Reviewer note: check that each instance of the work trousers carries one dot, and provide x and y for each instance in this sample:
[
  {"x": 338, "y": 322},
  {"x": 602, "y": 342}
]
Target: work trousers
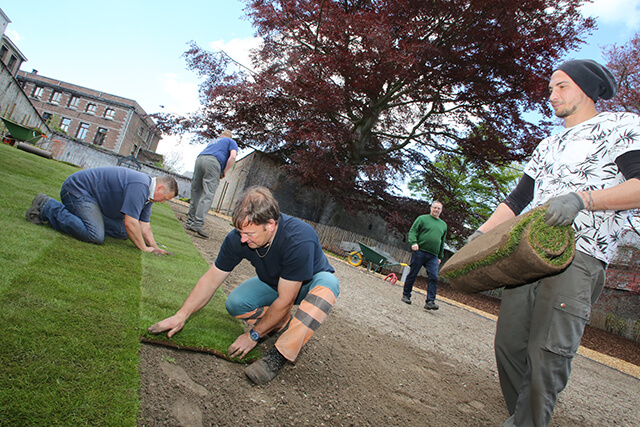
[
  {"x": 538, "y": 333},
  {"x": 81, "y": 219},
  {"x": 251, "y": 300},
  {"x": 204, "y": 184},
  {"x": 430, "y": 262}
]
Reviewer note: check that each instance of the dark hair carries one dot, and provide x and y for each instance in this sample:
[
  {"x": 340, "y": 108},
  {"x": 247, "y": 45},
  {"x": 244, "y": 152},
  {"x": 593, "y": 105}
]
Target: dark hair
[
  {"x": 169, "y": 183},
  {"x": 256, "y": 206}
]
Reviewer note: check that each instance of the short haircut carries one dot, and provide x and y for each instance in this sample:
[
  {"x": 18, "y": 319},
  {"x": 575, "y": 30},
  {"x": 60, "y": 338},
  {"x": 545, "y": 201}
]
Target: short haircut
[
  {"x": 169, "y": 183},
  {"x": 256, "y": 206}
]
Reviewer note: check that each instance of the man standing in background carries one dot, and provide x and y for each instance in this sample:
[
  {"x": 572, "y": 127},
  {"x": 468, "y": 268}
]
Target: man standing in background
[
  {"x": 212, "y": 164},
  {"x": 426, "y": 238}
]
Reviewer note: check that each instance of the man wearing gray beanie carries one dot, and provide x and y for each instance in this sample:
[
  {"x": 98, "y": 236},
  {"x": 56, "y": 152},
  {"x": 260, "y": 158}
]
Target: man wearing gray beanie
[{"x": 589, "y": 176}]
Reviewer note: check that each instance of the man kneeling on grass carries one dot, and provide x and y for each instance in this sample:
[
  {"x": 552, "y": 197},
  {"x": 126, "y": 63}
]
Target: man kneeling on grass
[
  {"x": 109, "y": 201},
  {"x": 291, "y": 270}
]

# # #

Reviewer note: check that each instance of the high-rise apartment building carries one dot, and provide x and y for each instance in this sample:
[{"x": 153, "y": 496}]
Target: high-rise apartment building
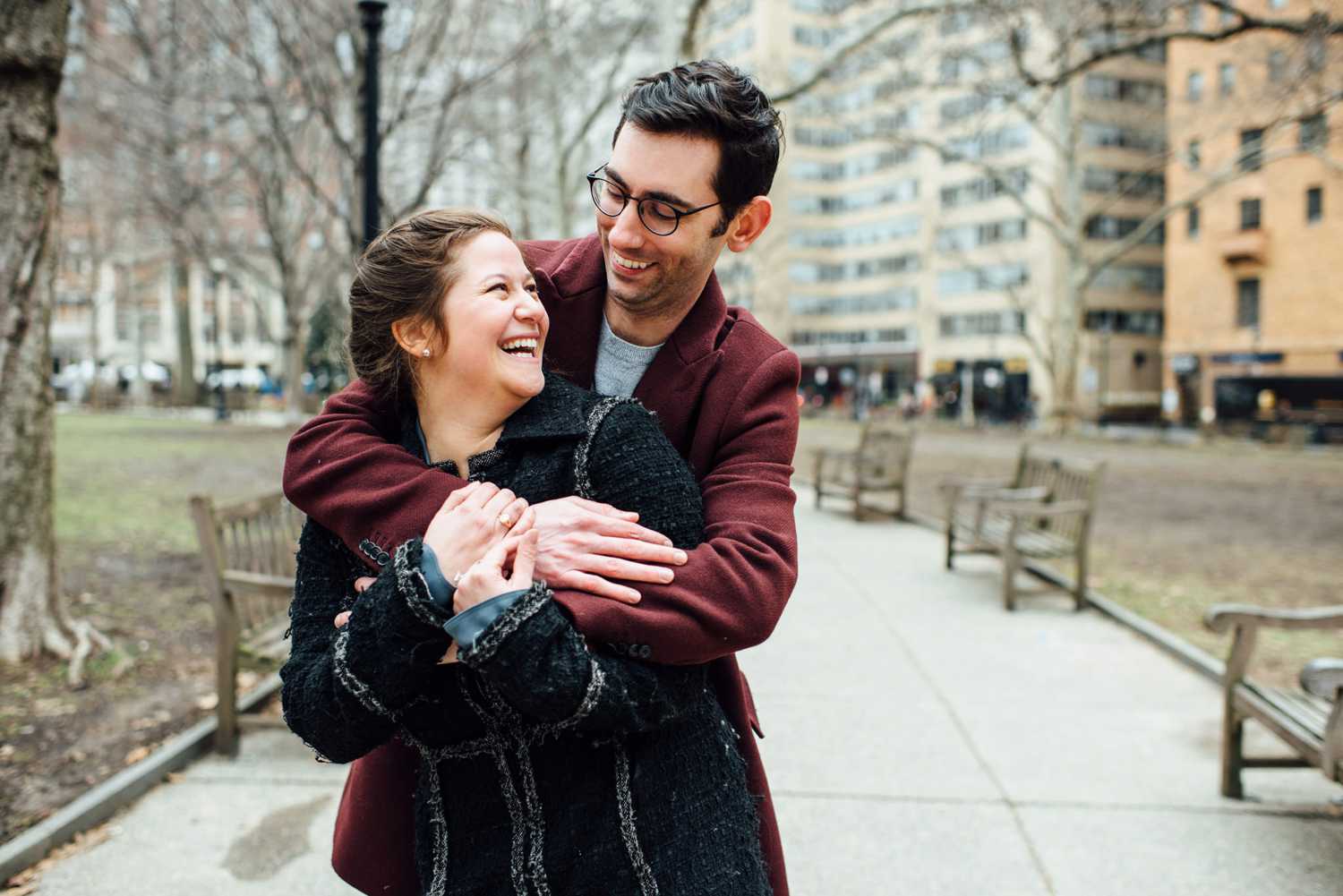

# # #

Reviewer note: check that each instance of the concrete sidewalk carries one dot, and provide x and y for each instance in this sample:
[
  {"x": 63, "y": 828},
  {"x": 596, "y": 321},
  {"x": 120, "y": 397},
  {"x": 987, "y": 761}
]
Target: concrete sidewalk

# # #

* _Exercise aim_
Which lines of the rows above contain the word "grass", with case counting? Pick out each one and copy it in full.

* _Reply_
Reviewer note: check that each instance of the man kneeling on grass carries one dot, and provide x and y for each instance in this sample:
Target: man kneeling on grass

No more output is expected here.